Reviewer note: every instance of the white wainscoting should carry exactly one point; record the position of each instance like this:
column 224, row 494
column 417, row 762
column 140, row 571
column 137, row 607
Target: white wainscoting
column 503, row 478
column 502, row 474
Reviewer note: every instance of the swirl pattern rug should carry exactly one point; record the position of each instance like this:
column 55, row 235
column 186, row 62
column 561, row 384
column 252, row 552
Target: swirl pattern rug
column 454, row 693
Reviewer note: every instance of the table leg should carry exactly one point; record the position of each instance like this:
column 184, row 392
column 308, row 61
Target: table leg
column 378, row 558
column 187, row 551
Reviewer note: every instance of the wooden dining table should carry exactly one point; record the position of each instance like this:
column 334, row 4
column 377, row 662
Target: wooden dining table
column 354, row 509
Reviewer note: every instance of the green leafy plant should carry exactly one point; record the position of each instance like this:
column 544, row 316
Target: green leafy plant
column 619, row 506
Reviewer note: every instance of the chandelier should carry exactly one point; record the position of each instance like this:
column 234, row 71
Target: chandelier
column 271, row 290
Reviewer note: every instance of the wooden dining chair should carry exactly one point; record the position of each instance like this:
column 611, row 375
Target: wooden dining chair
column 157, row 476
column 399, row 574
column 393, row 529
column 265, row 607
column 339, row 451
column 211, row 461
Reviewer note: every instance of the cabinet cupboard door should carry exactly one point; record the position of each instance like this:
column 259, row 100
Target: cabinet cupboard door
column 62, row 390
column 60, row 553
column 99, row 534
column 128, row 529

--------------------------------------------------

*EXERCISE OBJECTIVE:*
Could you give all of the data above as a Markdown table with a Row column numbering each line and a Line column holding its text, leaving out any blank lines?

*FULL OUTPUT:*
| Row | Line |
|---|---|
| 1 | Reviewer note: every instance of the white wainscoting should carry exactly one point; record the position of each instance like this: |
| 2 | column 224, row 494 |
| 3 | column 417, row 762 |
| 4 | column 140, row 571 |
| 5 | column 137, row 607 |
| 6 | Target: white wainscoting |
| 7 | column 503, row 478 |
| 8 | column 502, row 474 |
| 9 | Reviewer note: every instance of the swirl pattern rug should carry exactly one point; record the position of each instance like this: |
| 10 | column 55, row 235 |
| 11 | column 186, row 62 |
| 12 | column 561, row 384 |
| 13 | column 252, row 552 |
| 14 | Target: swirl pattern rug |
| 15 | column 454, row 693 |
| 16 | Reviewer note: every instance of the table leg should carry exactly one point; record the position of each instance like this: |
| 17 | column 184, row 392 |
| 18 | column 308, row 61 |
| 19 | Target: table leg |
| 20 | column 378, row 558 |
| 21 | column 187, row 551 |
| 22 | Reviewer note: every instance of the wooden dining table should carry exactly one point; record the position of each instance like this: |
| 23 | column 334, row 4 |
| 24 | column 377, row 662 |
| 25 | Target: wooden dining table |
| 26 | column 354, row 509 |
| 27 | Reviewer note: every instance of the green leafy plant should carry exactly one point; record the position of each instance like this: |
| 28 | column 544, row 316 |
| 29 | Target: green leafy plant |
| 30 | column 619, row 506 |
| 31 | Reviewer note: every instance of the chandelier should carry exactly one point; record the position of each instance like this: |
| 32 | column 234, row 71 |
| 33 | Target: chandelier |
| 34 | column 271, row 290 |
| 35 | Reviewer note: every instance of the wooden dining chair should carry exactly one point; record the position of each instance like this: |
| 36 | column 611, row 375 |
| 37 | Target: wooden dining chair |
| 38 | column 157, row 476 |
| 39 | column 399, row 574 |
| 40 | column 393, row 529 |
| 41 | column 265, row 607 |
| 42 | column 339, row 451 |
| 43 | column 211, row 461 |
| 44 | Reviewer note: every instance of the cabinet cupboard door should carry exactly one point; record the position of each instance like this: |
| 45 | column 259, row 100 |
| 46 | Target: cabinet cupboard door |
| 47 | column 62, row 390 |
| 48 | column 60, row 553 |
| 49 | column 99, row 534 |
| 50 | column 128, row 529 |